■ **TO DO**: Copy the data below, requests included, from the line containing "the stuffed toy." up to and including its last line, with every answer coordinate shifted by adding 67. Leave the pictures out.
▼▼▼
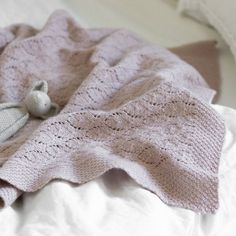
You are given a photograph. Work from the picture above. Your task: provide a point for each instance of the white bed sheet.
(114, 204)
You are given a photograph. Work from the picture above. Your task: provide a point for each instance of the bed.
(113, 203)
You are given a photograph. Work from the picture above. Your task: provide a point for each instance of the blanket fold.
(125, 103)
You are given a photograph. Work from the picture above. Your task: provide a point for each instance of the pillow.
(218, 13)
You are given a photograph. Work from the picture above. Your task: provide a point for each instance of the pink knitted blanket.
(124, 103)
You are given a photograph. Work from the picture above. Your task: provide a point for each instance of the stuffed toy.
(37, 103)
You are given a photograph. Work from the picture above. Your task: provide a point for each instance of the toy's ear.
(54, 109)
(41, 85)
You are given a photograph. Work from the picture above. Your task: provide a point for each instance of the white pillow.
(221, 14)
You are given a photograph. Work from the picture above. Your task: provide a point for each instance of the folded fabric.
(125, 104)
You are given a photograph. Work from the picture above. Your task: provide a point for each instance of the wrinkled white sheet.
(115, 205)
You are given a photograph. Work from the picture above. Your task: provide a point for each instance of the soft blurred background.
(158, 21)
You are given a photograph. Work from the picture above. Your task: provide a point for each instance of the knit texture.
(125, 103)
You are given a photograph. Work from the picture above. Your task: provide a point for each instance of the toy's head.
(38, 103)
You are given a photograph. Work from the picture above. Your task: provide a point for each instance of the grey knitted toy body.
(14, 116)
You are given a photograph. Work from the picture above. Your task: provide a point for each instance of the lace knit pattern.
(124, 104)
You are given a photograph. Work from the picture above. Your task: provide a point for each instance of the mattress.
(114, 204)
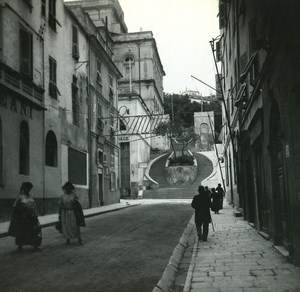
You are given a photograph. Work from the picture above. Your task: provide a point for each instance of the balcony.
▲▲▲
■ **RIGHT ANSWER**:
You are given a photograph. Work from the picture above. Your task: provide a point for each instance of the stuffed toy.
(104, 170)
You are given a photograph. Work from the picture above. Your task: provide a point for each instance of the toy's ear.
(121, 176)
(108, 152)
You are given a photograph. Work from the picture above. Your task: provide a point for each instance of the white pillow.
(288, 81)
You are given a photograph. Work from the picture above. Your task: provide a point for each instance of the folded fabric.
(192, 171)
You are given a photograph. Work from the picture above. Your task: provide a point for each instance of the wrinkled white sheet.
(182, 272)
You are given a photograph. Work from the picture above. Your task: provide a point for each instance of the soft blurred background.
(225, 88)
You are given a photograph. Work from the picture above. Your task: provide a point for each instance of the knit texture.
(192, 170)
You are given a photograph. Work from the picture above. Your task: provide a point for each instance of the toy's head.
(105, 170)
You are given a photograph. Work from the picture above. Your task: provide a point for each instance of the grey knitted toy body.
(81, 183)
You are given a photograph. Work from the picture above. Your task: provide a point for each instance of the lace knit pattern.
(191, 171)
You are given a photograph. Work from the picture above. Your task: provide a point for each instance of the mattress.
(181, 271)
You are given a photograph. Work from the picture above. Your task: provide a point for each instance of the balcony.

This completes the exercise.